## WORK INSTRUCTION 1
Repeat the passage of the Kaiser Permanente article from "Kaiser currently operates" to "and a staff report.".
## WORK INSTRUCTION 2
Condense the paragraph of the Kaiser Permanente article beginning "The first phase involves" into a bulleted list that keeps its main facts.

(Beginning of GIVEN TEXT)

Four-Story Kaiser Permanente Office Approved for Redwood City Campus

By Roxanne Squires

REDWOOD CITY, Calif.— Kaiser Permanente was approved by the Redwood City Planning Commission to begin construction on a four-story medical office building within its downtown campus in February, following over a year of review.

Kaiser currently operates a hospital, four outpatient buildings and three administrative buildings at its 15-acre campus between Veterans Boulevard and Marshall Street, as well as Maple and Walnut streets. The four-story building will house 143 doctors’ offices and 116 exam rooms, merging a hospital and other medical buildings on the health care provider’s campus just southeast of the downtown, according to project plans and a staff report.

Kaiser plans to demolish its outpatient and administrative buildings there, allowing the consolidation of these offices to transform into a four-story, 197,800-square-foot medical office complex, including 454 parking spaces and 81 bicycle spaces in three underground levels, plus 85 surface parking spaces.

Once the new building at the corner of Maple and Marshall streets is complete, two existing office buildings on the campus will be demolished to make way for open space and its surface parking lot, according to a staff report.

The project will be split into two phases since city parking requirements will not be met until one of the existing buildings is razed.

Kaiser Permanente Office Enters First Phase

The first phase involves the construction of a complex that will absorb the operations in Kaiser’s Tower and Oak buildings along Veterans Boulevard. The Tower and Oak buildings will then be demolished to establish its surface parking lot and a centrally located, 1.15-acre open space area with wide walkways and ample seating areas. This open space will include a children’s playground and future farmers market– an idea which planning commissioner Giselle Marie Hale says will help keep children busy before surgeries when they cannot eat food, while also attracting community members.

The report also outlines required street improvements, calling for a wider sidewalk on Maple Street, which will include trees and bikes lanes, with the installment of two crosswalks and a flashing beacon.

One crosswalk will feature a median pedestrian haven island, and the patient drop off has also moved inside the campus, away from Maple Street traffic, according to the report. One of the crosswalks would include a pedestrian island, “a safe place if somebody crossing is a little slow and can’t make it before the light changes,” a Kaiser representative said in a statement.

Several modifications were made to the Maple Street facade to create better depth and dimension, including a metal canopy designed to create a continuous line of windows spanning the building’s corner entrance at the intersection of Maple and Marshall streets, according to the report.

The Kaiser Precise Plan, which was adopted in 2003, initially conceived The 1175 Marshall St. building as the latest addition to Kaiser’s downtown campus. The first phase of construction included the new hospital building located at the southeast corner of Walnut Street and Veterans Boulevard, which was completed in early 2015.

The 1175 Marshall St. building was subject to two different reviews by the city’s Architectural Advisory Committee in March and November of last year. The committee recommended approval of the project at the November review, with several modifications that have been included in the latest version of the plan.

“One of the biggest concerns is that Veterans Boulevard is a gateway to Redwood City and it was extremely important that a building that was going to be there reflected that,” Commissioner Ernie Schmidt said in a statement. “You accomplished that.”

Joel Butler, who owns several buildings near Kaiser, urged the city to approve the project during a February Planning Commission meeting so the healthcare provider won’t consider moving services outside the city.

“It’s nice to see how it has evolved into a better project,” chairwoman Nancy Radcliffe said prior to the commission’s unanimous approval. “We are ecstatic you are still in our community.”

The Kaiser building, once completed, is expected to provide specialty care clinics, conference rooms, a gift shop, a cafe, and health education and support services on the first floor; outpatient surgery and offices on the second floor; as well as more specialty care clinics and offices on the fourth floor.

(End of GIVEN TEXT)
(Beginning of LISTED ENTRIES)

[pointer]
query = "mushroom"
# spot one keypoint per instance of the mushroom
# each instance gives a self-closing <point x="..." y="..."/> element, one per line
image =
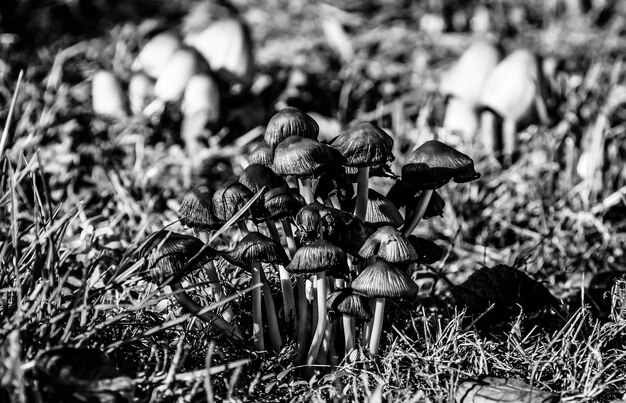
<point x="290" y="122"/>
<point x="364" y="145"/>
<point x="462" y="86"/>
<point x="250" y="252"/>
<point x="512" y="99"/>
<point x="318" y="258"/>
<point x="429" y="167"/>
<point x="107" y="97"/>
<point x="382" y="280"/>
<point x="156" y="53"/>
<point x="226" y="44"/>
<point x="170" y="256"/>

(End of LISTED ENTRIES)

## REPLY 1
Kaiser currently operates a hospital, four outpatient buildings and three administrative buildings at its 15-acre campus between Veterans Boulevard and Marshall Street, as well as Maple and Walnut streets. The four-story building will house 143 doctors’ offices and 116 exam rooms, merging a hospital and other medical buildings on the health care provider’s campus just southeast of the downtown, according to project plans and a staff report.

## REPLY 2
- The first phase builds a complex that will take over the operations of Kaiser's Tower and Oak buildings along Veterans Boulevard.
- The Tower and Oak buildings will then be demolished to make room for a surface parking lot and a centrally located, 1.15-acre open space with wide walkways and ample seating.
- The open space will include a children's playground and a future farmers market.
- Planning commissioner Giselle Marie Hale says this will help keep children busy before surgeries, when they cannot eat, and will also attract community members.